→ **Your tasks**:
[1] Using the Internet governance email below, name the groups whose representatives make up the Multi-Stakeholder Advisory Group that sets the IGF program.
[2] Reproduce the Internet governance email below word for word, from "Thanks for the" to "other multilateral settings.".

→ **Supplied passage**:
* * *

Thanks for the comment. It contributes to a historical perspective here. 
I would like to add two observations.

  * First, I agree completely that there is "/...certain naivety about
    the treatment of states as “stakeholders”.../", a naivety that
    underestimates the power that states might exercise with regard to
    Internet Governance in other multilateral settings.
  * The second observation is that whatever happens in the short term
    with regard to the (maybe) transition of IANA oversight, the
    multistakeholder model is a bit like a frog in a food blender. It is
    going to have to swim like heck to stay afloat and not be sliced and
    diced by the spinning blades of government and commercial interests.

Sam L.

On 9/22/2016 10:53 AM, Mueller, Milton L wrote:
>
> Sam
>
> I’ve written a lot of scholarly papers about just that topic.
>
> Here is an excerpt:
>
> “A political tension between the transnational, private sector-led 
> organizations/governance mechanisms characteristic of the Internet and 
> the sovereignty-based governance of national and intergovernmental 
> institutions has been a recurring feature of the evolution of Internet 
> governance. Multi-stakeholder entities are IOs that serve as a bridge 
> between these two worlds. Multi-stakeholderism inserts representatives 
> of civil society and the private sector into intergovernmental 
> proceedings, more or less as peers. The UN Internet Governance Forum 
> (IGF) is the main multistakeholder organization. It was expressly 
> created by the World Summit on the Information Society to serve such a 
> bridging function. The IGF itself sits in a sometimes uncomfortable 
> place between the two worlds. It is part of the UN system but must 
> raise its own money as it is not guaranteed funds from the general 
> budget like a UN bureau would be. The IGF runs an open annual meeting 
> that typically attracts about 2,000 people, where the problems of 
> Internet governance are discussed in a nonbinding dialogue. The 
> program of the IGF is established by a Multi-Stakeholder Advisory 
> Group which contains representatives from governments, business, and 
> civil society. Since the first meeting of the IGF in 2006, regional 
> and national IGFs have proliferated which reproduce this pattern locally.
>
> Some writers use a broader definition of multi-stakeholder; they would 
> categorize ICANN and the RIRs, for example, as multi-stakeholder 
> institutions or as exemplars of “the multi-stakeholder model.” But it 
> is important to remember that the label “multi-stakeholder” was only 
> applied to ICANN and the RIRs retroactively, in the wake of the 
> battles over Internet governance during the World Summit on the 
> Information Society (WSIS). And the concept does not apply to the IETF 
> at all, because it is based entirely on individual participation not 
> on classes of “stakeholders.” In fact, the term “multi-stakeholder”

* * *

→ **Data rows**:
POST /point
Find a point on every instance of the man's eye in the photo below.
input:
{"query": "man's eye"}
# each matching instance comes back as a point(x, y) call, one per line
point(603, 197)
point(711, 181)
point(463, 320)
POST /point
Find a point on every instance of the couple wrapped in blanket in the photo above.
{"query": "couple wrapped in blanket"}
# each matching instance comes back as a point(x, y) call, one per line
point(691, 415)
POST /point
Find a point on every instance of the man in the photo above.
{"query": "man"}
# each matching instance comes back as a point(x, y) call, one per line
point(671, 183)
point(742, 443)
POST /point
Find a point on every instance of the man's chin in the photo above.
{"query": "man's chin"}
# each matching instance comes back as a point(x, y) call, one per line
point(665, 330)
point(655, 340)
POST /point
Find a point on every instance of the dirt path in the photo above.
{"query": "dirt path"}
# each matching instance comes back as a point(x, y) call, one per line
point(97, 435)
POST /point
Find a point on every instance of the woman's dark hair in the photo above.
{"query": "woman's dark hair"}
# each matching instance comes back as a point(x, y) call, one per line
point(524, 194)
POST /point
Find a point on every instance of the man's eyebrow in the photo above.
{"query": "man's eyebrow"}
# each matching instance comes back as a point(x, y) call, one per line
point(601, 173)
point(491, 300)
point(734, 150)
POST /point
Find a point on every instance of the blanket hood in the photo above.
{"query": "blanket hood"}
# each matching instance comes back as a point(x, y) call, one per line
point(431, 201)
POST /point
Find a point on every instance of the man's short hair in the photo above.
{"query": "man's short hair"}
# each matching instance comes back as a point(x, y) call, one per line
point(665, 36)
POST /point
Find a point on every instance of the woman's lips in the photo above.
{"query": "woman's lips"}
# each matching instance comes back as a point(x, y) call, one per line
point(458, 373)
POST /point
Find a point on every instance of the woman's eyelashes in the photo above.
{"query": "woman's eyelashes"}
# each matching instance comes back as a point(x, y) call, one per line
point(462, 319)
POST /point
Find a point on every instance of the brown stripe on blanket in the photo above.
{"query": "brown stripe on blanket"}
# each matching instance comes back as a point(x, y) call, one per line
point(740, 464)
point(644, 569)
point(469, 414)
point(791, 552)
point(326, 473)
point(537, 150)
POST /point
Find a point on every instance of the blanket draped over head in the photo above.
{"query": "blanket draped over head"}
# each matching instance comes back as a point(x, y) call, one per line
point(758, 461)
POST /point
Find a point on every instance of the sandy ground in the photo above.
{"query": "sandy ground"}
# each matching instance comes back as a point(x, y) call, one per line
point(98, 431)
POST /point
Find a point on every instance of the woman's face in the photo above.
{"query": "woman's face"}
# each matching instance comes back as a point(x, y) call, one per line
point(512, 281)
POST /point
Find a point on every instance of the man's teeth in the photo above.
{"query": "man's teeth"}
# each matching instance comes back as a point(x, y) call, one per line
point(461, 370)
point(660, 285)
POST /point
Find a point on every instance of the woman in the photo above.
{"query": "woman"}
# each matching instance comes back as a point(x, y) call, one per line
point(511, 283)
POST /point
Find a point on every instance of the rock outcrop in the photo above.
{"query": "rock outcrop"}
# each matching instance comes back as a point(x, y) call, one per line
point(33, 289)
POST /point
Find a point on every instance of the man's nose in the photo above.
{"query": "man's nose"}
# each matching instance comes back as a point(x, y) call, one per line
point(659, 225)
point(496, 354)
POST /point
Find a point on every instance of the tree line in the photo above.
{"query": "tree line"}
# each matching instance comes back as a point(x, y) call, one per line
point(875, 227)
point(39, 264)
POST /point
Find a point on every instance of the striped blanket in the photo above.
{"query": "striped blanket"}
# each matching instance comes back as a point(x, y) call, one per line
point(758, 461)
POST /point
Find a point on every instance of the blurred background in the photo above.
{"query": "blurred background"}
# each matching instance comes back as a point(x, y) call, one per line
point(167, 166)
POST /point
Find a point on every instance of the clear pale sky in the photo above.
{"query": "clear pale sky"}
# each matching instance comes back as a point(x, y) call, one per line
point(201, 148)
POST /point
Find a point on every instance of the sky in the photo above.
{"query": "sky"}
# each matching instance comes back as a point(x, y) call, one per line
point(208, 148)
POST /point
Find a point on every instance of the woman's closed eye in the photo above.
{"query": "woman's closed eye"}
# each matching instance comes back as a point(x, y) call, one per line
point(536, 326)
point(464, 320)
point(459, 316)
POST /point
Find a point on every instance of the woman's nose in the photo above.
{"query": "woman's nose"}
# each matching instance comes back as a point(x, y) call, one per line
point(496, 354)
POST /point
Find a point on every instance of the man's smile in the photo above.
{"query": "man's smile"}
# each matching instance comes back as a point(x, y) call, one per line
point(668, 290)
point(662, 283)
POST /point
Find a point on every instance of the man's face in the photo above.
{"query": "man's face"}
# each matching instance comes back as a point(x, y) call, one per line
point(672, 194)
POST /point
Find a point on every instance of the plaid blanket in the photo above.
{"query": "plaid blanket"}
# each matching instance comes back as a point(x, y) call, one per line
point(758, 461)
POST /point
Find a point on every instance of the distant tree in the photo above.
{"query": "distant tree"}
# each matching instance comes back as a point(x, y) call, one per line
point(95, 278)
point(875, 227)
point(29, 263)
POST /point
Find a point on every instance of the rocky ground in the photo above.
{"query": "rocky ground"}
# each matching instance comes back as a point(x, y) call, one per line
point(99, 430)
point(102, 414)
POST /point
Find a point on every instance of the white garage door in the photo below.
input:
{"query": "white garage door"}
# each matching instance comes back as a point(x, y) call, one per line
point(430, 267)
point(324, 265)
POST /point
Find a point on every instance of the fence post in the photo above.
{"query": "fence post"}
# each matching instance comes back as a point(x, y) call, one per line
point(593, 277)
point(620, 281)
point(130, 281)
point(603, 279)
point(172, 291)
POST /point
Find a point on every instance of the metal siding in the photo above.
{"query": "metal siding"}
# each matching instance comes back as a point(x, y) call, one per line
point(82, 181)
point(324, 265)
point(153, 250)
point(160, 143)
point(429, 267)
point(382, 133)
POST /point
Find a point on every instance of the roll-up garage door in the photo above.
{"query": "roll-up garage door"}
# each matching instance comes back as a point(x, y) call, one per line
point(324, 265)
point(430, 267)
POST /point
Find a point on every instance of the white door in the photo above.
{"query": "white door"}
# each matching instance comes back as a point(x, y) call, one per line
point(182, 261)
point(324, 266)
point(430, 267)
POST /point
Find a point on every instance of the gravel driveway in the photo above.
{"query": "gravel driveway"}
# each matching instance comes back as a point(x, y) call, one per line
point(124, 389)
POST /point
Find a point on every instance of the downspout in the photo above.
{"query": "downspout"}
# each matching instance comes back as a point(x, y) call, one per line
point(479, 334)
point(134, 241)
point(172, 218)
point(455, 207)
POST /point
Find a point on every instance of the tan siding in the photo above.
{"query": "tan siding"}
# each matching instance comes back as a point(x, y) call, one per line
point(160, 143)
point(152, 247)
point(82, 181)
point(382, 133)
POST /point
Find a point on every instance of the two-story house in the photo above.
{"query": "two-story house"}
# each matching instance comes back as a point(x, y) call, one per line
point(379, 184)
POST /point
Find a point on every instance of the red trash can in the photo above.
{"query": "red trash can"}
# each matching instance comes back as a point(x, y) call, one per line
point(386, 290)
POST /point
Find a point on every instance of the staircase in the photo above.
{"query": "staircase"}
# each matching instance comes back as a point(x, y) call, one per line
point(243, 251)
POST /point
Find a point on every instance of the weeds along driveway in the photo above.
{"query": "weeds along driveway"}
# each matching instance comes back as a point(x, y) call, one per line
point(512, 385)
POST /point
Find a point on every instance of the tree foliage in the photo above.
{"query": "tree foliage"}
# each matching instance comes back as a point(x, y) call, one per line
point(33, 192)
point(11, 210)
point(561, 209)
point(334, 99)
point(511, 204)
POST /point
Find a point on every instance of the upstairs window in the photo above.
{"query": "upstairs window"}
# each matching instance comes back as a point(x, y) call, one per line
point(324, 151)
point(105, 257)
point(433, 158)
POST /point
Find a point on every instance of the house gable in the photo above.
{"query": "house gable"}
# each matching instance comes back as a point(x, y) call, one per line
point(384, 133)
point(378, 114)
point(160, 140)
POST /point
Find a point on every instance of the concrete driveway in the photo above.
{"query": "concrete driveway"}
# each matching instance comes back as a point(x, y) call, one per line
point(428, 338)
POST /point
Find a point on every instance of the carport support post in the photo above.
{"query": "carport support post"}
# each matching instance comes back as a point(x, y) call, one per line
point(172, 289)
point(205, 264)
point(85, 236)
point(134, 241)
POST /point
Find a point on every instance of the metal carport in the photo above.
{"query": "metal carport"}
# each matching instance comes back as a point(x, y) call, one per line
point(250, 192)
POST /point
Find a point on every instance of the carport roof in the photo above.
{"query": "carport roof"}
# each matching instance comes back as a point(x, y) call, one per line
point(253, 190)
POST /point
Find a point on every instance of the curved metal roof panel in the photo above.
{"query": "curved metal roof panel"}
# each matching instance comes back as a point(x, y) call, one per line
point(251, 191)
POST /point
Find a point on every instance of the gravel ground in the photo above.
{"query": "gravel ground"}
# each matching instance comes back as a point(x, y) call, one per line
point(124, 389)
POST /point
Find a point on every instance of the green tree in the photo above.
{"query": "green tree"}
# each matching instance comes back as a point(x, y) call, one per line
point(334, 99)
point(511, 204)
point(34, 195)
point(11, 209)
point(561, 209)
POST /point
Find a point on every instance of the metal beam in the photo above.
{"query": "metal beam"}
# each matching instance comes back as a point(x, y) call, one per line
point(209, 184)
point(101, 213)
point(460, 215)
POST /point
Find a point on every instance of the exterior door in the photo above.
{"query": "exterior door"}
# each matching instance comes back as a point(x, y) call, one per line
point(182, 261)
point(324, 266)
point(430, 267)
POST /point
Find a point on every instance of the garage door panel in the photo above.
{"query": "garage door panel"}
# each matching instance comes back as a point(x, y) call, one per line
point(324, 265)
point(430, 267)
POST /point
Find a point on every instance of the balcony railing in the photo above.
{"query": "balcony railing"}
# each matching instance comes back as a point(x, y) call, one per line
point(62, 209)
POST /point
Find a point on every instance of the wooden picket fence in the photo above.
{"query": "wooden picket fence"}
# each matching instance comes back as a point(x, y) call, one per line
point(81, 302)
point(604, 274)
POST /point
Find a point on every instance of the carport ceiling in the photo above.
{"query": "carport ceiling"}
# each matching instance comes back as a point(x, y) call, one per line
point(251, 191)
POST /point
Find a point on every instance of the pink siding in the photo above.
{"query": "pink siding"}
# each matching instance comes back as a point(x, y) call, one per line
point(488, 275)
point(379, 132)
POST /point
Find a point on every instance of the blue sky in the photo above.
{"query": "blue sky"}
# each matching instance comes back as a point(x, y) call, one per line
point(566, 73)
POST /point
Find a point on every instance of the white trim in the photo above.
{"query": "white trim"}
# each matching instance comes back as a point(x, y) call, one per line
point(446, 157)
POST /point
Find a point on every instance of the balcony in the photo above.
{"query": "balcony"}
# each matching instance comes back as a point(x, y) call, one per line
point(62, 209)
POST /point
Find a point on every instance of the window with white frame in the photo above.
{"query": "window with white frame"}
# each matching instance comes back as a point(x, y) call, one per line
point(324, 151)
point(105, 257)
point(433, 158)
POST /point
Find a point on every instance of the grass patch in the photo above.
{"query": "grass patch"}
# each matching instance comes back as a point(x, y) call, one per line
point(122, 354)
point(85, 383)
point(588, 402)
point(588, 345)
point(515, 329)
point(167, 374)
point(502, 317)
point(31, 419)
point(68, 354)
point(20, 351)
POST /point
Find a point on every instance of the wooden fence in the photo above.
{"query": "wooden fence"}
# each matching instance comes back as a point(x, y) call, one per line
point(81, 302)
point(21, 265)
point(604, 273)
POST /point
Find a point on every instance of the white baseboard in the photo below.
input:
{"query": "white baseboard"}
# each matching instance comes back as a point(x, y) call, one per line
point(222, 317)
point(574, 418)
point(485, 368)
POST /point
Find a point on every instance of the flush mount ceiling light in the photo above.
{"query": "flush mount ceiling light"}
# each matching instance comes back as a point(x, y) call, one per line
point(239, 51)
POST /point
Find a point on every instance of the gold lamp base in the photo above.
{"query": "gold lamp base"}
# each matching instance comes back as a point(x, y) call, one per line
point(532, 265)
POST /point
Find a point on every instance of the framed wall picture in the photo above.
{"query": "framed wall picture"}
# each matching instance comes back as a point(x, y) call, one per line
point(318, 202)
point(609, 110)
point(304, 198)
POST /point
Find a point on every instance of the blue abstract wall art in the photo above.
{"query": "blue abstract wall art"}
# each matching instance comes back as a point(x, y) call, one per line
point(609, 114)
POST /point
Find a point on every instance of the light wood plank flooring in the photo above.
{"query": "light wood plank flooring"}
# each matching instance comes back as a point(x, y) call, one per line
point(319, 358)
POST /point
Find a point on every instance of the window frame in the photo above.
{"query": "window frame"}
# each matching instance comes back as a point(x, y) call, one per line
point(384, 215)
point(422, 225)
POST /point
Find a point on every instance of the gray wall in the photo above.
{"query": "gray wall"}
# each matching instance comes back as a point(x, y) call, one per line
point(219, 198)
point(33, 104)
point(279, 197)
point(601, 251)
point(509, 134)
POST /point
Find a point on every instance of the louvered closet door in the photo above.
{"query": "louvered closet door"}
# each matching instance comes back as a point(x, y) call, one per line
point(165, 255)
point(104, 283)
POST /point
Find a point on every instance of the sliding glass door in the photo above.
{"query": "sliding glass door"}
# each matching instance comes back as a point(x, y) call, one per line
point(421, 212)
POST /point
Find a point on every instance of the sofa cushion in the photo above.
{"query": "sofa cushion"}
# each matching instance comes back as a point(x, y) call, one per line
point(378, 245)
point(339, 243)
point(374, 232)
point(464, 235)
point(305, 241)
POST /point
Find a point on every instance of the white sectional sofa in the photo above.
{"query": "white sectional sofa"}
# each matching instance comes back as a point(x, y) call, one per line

* * *

→ **Results in order**:
[1] Governments, business, and civil society.

[2]
Thanks for the comment. It contributes to a historical perspective here. 
I would like to add two observations.

  * First, I agree completely that there is "/...certain naivety about
    the treatment of states as “stakeholders”.../", a naivety that
    underestimates the power that states might exercise with regard to
    Internet Governance in other multilateral settings.